Task goal
Return the full listing word for word, but drop every picture from it.

Data extract
______

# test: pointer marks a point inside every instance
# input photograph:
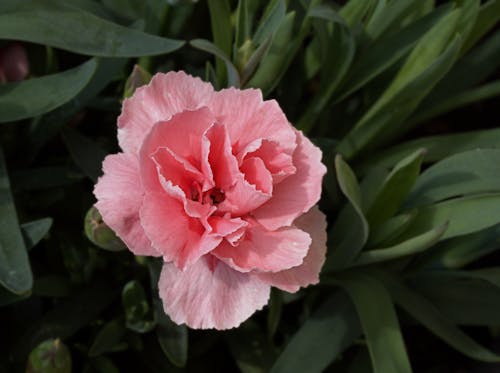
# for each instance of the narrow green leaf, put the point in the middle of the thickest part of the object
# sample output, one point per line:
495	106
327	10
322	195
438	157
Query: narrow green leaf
461	296
109	339
322	338
34	231
411	246
272	65
37	96
461	251
429	61
396	187
272	18
385	52
41	22
354	11
220	21
15	270
437	148
465	215
350	231
487	18
380	324
389	231
462	174
387	15
426	314
233	78
138	313
87	154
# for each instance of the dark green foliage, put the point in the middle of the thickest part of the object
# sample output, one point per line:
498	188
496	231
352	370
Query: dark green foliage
399	94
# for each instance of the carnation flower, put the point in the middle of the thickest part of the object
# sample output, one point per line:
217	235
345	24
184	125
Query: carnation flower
223	189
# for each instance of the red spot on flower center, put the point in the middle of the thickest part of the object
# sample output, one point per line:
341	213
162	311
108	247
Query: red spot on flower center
213	196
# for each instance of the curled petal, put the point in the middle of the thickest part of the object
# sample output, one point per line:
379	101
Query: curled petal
178	237
313	222
266	251
119	196
165	96
247	118
298	192
209	294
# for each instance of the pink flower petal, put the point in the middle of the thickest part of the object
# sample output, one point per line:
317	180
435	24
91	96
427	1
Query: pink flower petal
313	222
297	193
178	237
247	118
209	294
267	251
240	197
119	196
165	96
183	134
257	174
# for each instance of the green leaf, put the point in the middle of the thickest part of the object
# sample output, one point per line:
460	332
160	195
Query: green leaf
475	67
426	314
461	251
233	78
487	18
339	47
437	148
462	174
386	15
411	246
34	231
272	18
37	96
354	11
395	188
378	56
66	318
461	296
15	271
323	337
87	154
389	231
173	338
41	22
350	231
380	324
271	68
465	215
220	21
138	314
109	339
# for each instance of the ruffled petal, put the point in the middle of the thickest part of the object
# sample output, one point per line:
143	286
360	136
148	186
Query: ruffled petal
178	237
165	96
184	136
119	196
298	192
314	223
209	294
267	251
247	118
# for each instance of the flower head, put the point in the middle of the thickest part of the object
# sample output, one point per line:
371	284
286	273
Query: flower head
223	188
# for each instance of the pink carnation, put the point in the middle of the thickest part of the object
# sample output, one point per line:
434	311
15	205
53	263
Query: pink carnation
223	188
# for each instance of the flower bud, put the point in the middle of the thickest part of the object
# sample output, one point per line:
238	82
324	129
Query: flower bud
50	356
99	233
136	79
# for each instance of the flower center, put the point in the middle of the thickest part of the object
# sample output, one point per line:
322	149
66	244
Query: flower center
212	196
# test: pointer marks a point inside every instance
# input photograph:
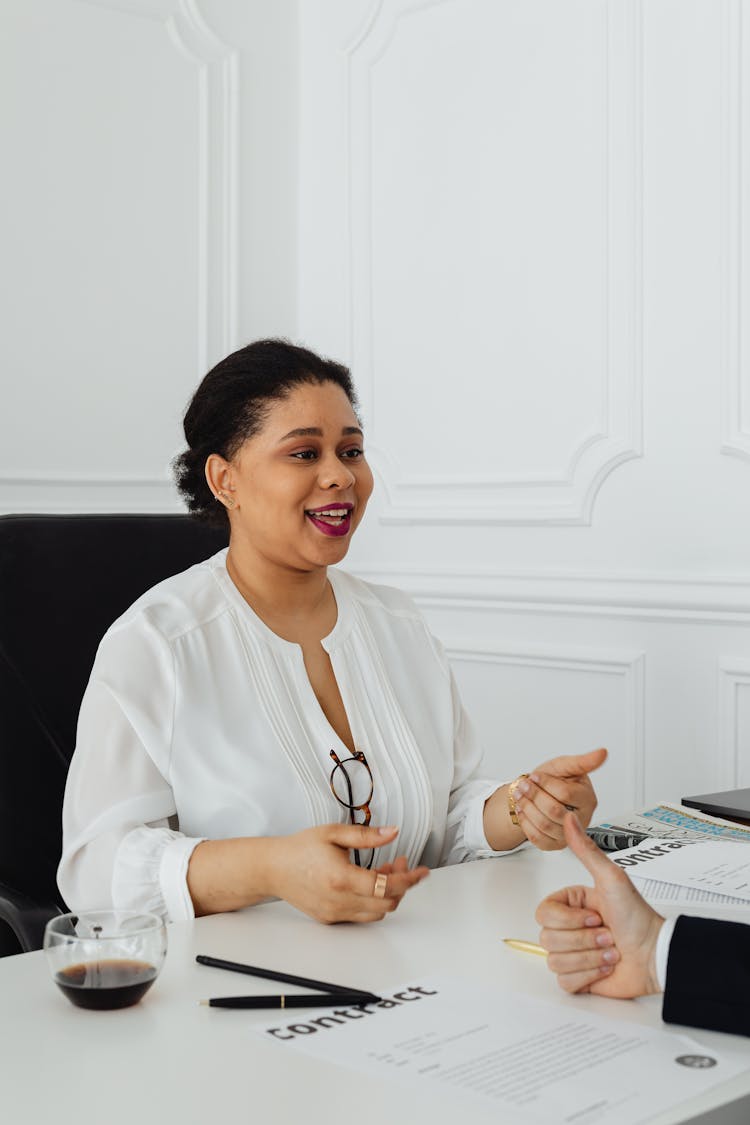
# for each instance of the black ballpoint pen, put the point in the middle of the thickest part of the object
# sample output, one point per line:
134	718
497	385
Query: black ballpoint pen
271	974
290	1001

______

Exercise response
# test: pointer marks a point inside every instance
# input photograph:
# for each instance of the narrow green leaf, put the point in the middle of the thickest part of the object
# sample output, one point per line:
495	106
327	10
322	195
438	157
Query: narrow green leaf
461	296
109	339
322	338
34	231
411	246
272	65
37	96
461	251
429	61
396	187
272	18
385	52
41	22
354	11
220	21
15	270
437	148
465	215
350	231
487	18
380	324
389	231
462	174
387	15
426	314
233	78
138	313
87	154
# for each instance of the dark green foliage, put the point in the middle of the thickest part of the object
# sample output, one point per line:
498	188
496	231
352	370
Query: dark green foliage
399	94
# for each instance of the carnation flower, put the point in the middle of the thickest part of the object
# sample output, one point per line:
217	235
345	24
184	125
Query: carnation flower
223	189
# for each instance of the red spot on flower center, put the point in the middle of the thickest part of the object
# sample output, one point per line:
341	213
162	311
108	247
Query: red spot on flower center
213	196
# for each instance of the curled petal, put the point in the middle of the thickest part of the object
# sample output, one point per line:
379	101
Query: curled petal
178	237
313	222
266	251
119	196
165	96
247	118
298	192
209	294
# for each instance of the pink flower petal, put the point in the middle of the thickest part of the object
# sample output, one point per line:
317	180
435	24
91	96
427	1
Query: pink flower petal
313	222
297	193
178	237
247	118
209	294
267	251
240	197
119	196
165	96
183	134
257	174
# for each instance of the green leaf, put the point in the middle of the thickest part of the object
# sample output, one point per line:
460	332
160	195
Query: green leaf
475	67
426	314
461	251
233	78
487	18
339	47
437	148
462	174
386	15
411	246
34	231
272	18
37	96
354	11
395	188
378	56
66	318
461	296
15	271
323	337
87	154
389	231
173	338
41	22
350	231
380	324
271	68
465	215
220	21
138	314
109	339
# for each instance of the ruffled petal, put the point in the middle of the thickest part of the object
# sample output, one point per line:
143	286
360	136
148	186
Query: ruffled petal
178	237
165	96
184	136
119	196
298	192
314	223
209	294
267	251
247	118
# for each instance of the flower head, put the point in the middle of the thickest part of the object
# sample output, one point per line:
371	284
286	273
Query: flower head
223	188
# for each instance of the pink carnation, put the point in the middle of the thickest part of the object
# sample output, one point per line:
434	311
15	205
53	263
Query: pink carnation
223	188
# for each instance of the flower bud, put the point in the middle of the thickest part of the object
# sample output, one point per line:
238	82
324	129
Query: flower bud
50	356
99	233
136	79
# for each instance of the flower center, put the point in the middle of the thickest part of the object
# sample output, one point per line:
322	149
66	244
Query: flower center
212	196
# test: pointer marks a point inside every instance
# input photograph:
# for each instance of the black ballpoint pen, put the point in the middle of the thickest part of the object
# sample output, one point per line:
134	718
497	385
Query: black ballpoint pen
271	974
290	1001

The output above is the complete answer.